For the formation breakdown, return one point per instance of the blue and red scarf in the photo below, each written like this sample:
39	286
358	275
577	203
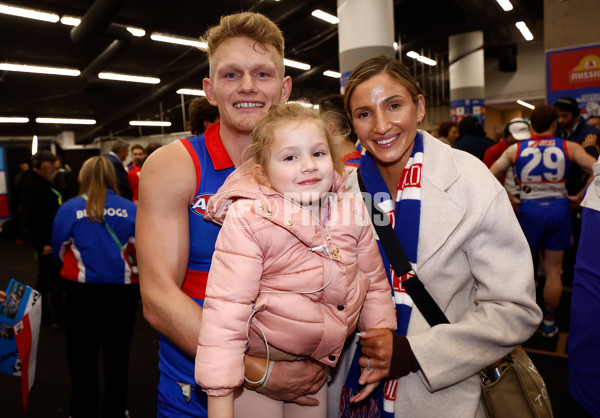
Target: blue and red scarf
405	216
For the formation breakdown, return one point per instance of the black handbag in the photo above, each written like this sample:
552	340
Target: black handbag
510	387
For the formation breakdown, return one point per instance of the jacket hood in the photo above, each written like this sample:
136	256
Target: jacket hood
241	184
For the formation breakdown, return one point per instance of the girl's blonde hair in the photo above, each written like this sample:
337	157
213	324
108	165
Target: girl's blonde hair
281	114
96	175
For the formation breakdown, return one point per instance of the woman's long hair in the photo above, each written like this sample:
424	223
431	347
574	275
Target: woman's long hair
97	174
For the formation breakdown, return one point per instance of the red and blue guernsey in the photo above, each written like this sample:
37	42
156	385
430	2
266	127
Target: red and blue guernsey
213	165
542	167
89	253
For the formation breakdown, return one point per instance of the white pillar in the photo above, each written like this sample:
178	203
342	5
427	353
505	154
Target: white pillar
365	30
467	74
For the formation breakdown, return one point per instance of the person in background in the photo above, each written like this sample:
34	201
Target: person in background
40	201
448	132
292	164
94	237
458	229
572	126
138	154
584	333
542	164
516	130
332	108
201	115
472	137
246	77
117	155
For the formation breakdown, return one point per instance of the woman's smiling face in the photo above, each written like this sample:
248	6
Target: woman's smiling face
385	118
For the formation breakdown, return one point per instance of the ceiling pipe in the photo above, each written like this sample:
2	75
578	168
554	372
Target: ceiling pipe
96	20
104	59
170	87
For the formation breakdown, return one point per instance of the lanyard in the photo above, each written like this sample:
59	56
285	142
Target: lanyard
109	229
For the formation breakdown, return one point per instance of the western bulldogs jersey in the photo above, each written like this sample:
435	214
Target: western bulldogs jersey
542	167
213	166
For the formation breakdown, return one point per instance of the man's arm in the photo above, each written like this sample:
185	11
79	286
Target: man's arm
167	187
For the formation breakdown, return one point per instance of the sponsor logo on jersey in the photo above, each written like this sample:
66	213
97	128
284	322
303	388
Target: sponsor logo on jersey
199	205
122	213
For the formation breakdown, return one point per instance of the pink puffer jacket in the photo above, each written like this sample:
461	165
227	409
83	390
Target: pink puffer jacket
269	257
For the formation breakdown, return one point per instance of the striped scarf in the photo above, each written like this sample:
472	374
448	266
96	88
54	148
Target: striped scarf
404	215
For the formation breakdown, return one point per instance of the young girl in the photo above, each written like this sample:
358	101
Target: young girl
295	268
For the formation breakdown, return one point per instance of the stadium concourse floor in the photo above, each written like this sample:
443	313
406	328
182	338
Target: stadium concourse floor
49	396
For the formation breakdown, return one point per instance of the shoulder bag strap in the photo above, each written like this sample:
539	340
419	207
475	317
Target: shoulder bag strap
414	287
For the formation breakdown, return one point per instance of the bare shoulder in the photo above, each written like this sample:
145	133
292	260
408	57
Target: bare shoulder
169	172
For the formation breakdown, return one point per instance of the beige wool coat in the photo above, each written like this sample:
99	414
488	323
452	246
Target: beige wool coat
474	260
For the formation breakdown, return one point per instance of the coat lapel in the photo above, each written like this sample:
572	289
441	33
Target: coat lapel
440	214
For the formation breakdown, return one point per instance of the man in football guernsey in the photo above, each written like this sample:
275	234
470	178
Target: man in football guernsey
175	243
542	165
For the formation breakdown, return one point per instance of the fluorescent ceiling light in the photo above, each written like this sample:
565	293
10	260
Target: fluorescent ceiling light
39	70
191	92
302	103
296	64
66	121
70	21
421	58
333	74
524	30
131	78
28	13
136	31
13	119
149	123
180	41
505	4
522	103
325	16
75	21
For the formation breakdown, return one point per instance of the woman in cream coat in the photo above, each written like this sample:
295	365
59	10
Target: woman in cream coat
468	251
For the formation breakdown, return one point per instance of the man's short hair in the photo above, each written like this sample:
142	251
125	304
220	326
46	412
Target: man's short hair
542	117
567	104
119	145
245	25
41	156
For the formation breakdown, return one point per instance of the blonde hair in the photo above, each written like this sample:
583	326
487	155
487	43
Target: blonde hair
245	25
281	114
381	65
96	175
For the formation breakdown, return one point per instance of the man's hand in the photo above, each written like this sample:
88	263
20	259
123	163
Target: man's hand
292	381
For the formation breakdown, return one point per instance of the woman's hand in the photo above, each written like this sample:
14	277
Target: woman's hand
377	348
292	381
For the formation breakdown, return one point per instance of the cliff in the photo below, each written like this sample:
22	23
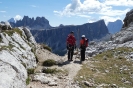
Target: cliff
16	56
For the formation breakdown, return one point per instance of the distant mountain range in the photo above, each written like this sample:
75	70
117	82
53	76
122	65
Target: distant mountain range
----------
Write out the whole listing verbatim, images excluded.

RESULT:
For the formation breakdown, return one point per instance of the blue and red scarf in the photo below, each written like this sample:
39	286
358	275
577	203
Target: blue and red scarf
405	216
For the formation breakdown, return one point per instance of the black handbag in the photo above, each written like this sample:
552	340
Target: black handbag
510	387
For the formation breakdown, return one point per instance of the jacket hood in the photo above, each written like this sample:
136	256
Target: jacket hood
241	184
For the formation breakdown, return one point per instance of the girl's blonde hair in the photo above, each written like this sample:
337	157
213	324
108	165
Target: girl's blonde hair
281	114
96	175
For the formation breakdown, return one point per instance of the woman's long hair in the photo above, each written like this sample:
424	223
431	347
574	275
Target: woman's long hair
97	174
For the formation breakdown, return one point per instance of the red and blue guernsey in the photo above, each written like this sample:
37	42
156	385
430	2
266	127
Target: red and blue guernsey
213	165
542	167
89	253
For the formation breakdown, return one point per instance of the white pillar in the photo above, each written like this sample:
178	203
342	5
427	353
505	154
Target: white pillar
365	30
467	74
For the formation breakdown, return one point per instance of the person in background in the photo above, each written like this sample:
34	201
Target: person in background
40	201
448	132
292	164
94	237
458	229
572	126
138	154
584	333
542	164
516	130
332	108
201	115
472	137
246	77
117	155
For the formation breakdown, return one point per instance of the woman's smiling face in the photo above, each written like this sample:
248	6
Target: woman's smiling face
385	118
For the formation breakdown, return one point per instance of the ceiling pipe in the photo above, each written like this sample:
2	75
578	168
554	372
Target: ceiling pipe
96	20
104	59
170	87
For the formation breakdown, return one point per instance of the lanyard in the photo above, each written like this sample:
59	56
285	142
Target: lanyard
109	229
For the formation breakdown, return one point per instance of the western bulldogs jersey in the photo above, each written like this sample:
435	214
Target: western bulldogs jersey
542	167
213	166
For the formation breakdown, return one point per instance of the man's arm in the photo above, each written like this sample:
185	11
79	286
Target: man's arm
167	187
For the formation breakdown, return one point per instance of the sponsor logo on jersey in the photo above, each written like this sample:
66	213
97	128
284	322
303	388
Target: sponsor logo on jersey
199	205
122	213
For the formation breakdown, return one point per instance of the pink puffer jacket in the photo above, each written like this sample:
461	165
227	409
83	390
Target: pink puffer jacket
269	257
For the formation breakdown, return one point per instance of the striped scarf in the photo above, each written like this sample:
472	374
448	266
96	88
54	148
Target: striped scarf
404	215
For the formation breakdown, return one point per instance of the young girl in the photo above, each written like this sample:
358	101
Target: young girl
295	268
For the formation breakdown, return one point per instance of the stadium concourse floor in the photo above, each written like this sample:
443	313
406	328
182	338
Target: stadium concourse floor
49	396
For the formation breakdown, return one point per instance of the shoulder bag strap in the photo above, each written like this sample:
539	340
419	207
475	317
Target: shoulder bag strap
414	287
For the formation breakdown, return one point per instance of the bare shoulder in the photo above, each written like this sample:
145	133
292	260
408	57
Target: bare shoulder
169	172
For the formation breakdown, return one point per instance of the beige wool coat in the photo above, each written like this sample:
99	414
488	323
452	246
Target: beige wool coat
474	260
For the formation breakdown, return one point per instance of the coat lapel in the photo above, each written like this sample:
572	289
441	33
Target: coat lapel
440	214
For the formation breakdown, return one point per instance of the man in football guernsey in the photo above, each written like this sample:
275	234
470	178
Target: man in football guernsey
175	243
542	165
For the formation breakdown, return one point per instance of the fluorescent ceiling light in the photo above, each written like this sample:
565	293
10	260
Target: fluorescent ceiling light
39	70
191	92
302	103
296	64
66	121
70	21
421	58
333	74
524	30
131	78
28	13
136	31
13	119
149	123
180	41
505	4
522	103
325	16
75	21
For the formation breakdown, return one point per instance of the woman in cream coat in the photo above, each written like this sample:
295	365
59	10
Target: woman in cream coat
468	251
For the formation breakdown, return one point per instance of the man's short hair in the photo above, each written like this sample:
142	251
125	304
220	326
46	412
Target: man's short hair
542	117
567	104
119	145
245	25
41	156
For the formation breakdown, return one point per instance of the blonde hair in the photo above, each written like this sample:
583	326
487	155
487	43
Target: blonde hair
245	25
281	114
381	65
96	175
For the formation breakdown, return one point per instance of the man's hand in the photo above, each written like this sample:
88	263
20	259
123	163
Target: man's hand
292	381
For the formation breakdown, return one point per instance of the woman's hand in the photo above, each written like this sample:
14	277
Target: woman's hand
377	348
292	381
For the formation breakdown, return one point per instance of the cliff in the photo below, each written like this sample:
22	23
Target: cliff
16	56
For the formation breakdown, return one point per instance of the distant mountain range in the photo above, each written like this sample:
75	70
117	82
53	76
122	65
Target: distant mountain range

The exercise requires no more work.